Work to complete: Report, in full, each line of the material below that contains the word "every".

Available records:
____
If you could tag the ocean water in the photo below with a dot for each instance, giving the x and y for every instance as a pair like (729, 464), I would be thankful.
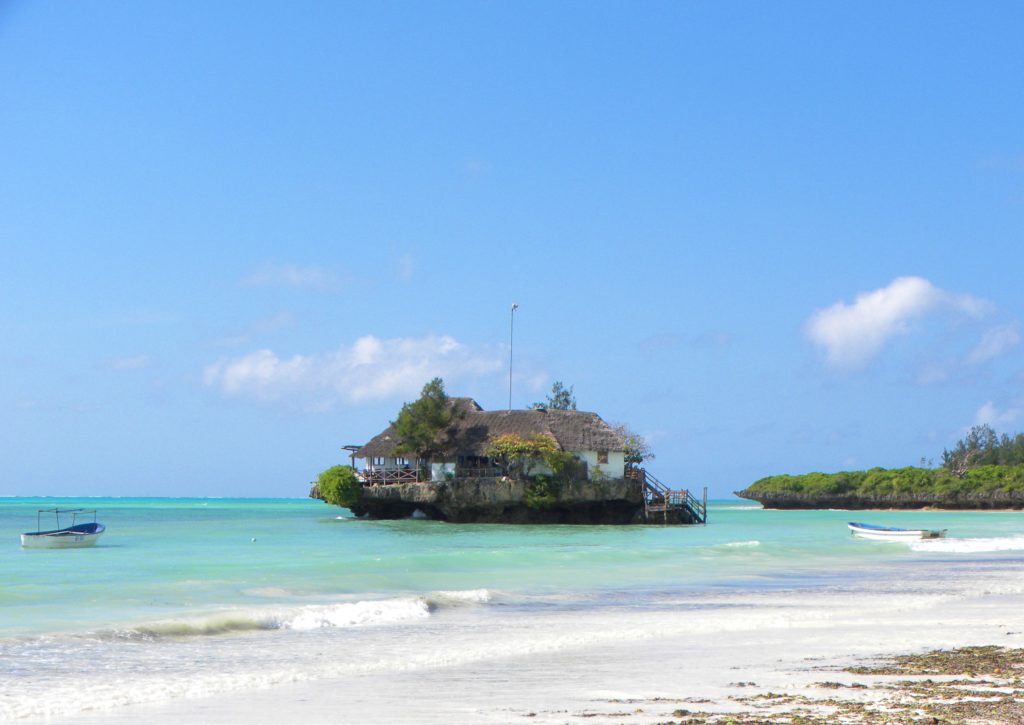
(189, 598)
____
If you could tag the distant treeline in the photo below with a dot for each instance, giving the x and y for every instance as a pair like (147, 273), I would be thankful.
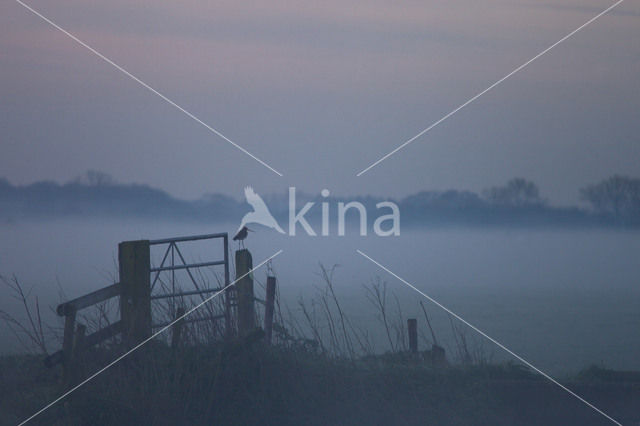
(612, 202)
____
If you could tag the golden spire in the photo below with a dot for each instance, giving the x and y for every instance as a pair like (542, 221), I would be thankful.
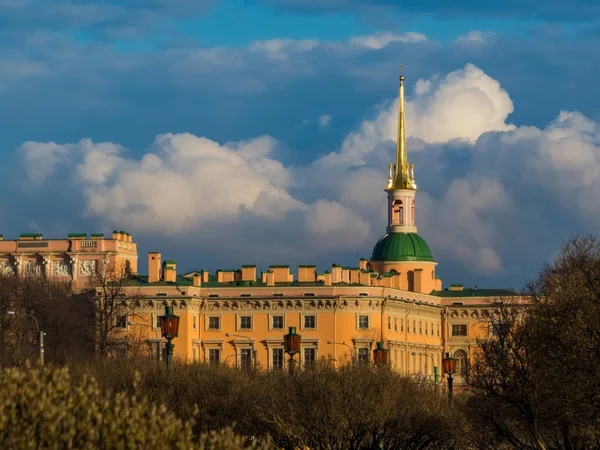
____
Task output:
If you could tag the ocean water in the photo below with a dot for each instance, giving the x and y for every instance as a pair like (729, 464), I would be thankful.
If you could tag the distant treeline in the photo below with a dot for each instance, giving the x and y for every instance as a pair like (147, 273), I would be thankful.
If you could tag the golden spire in the photo below with a dot for each instance, giving the x and y for every instance as a pair like (542, 221), I would be thankful.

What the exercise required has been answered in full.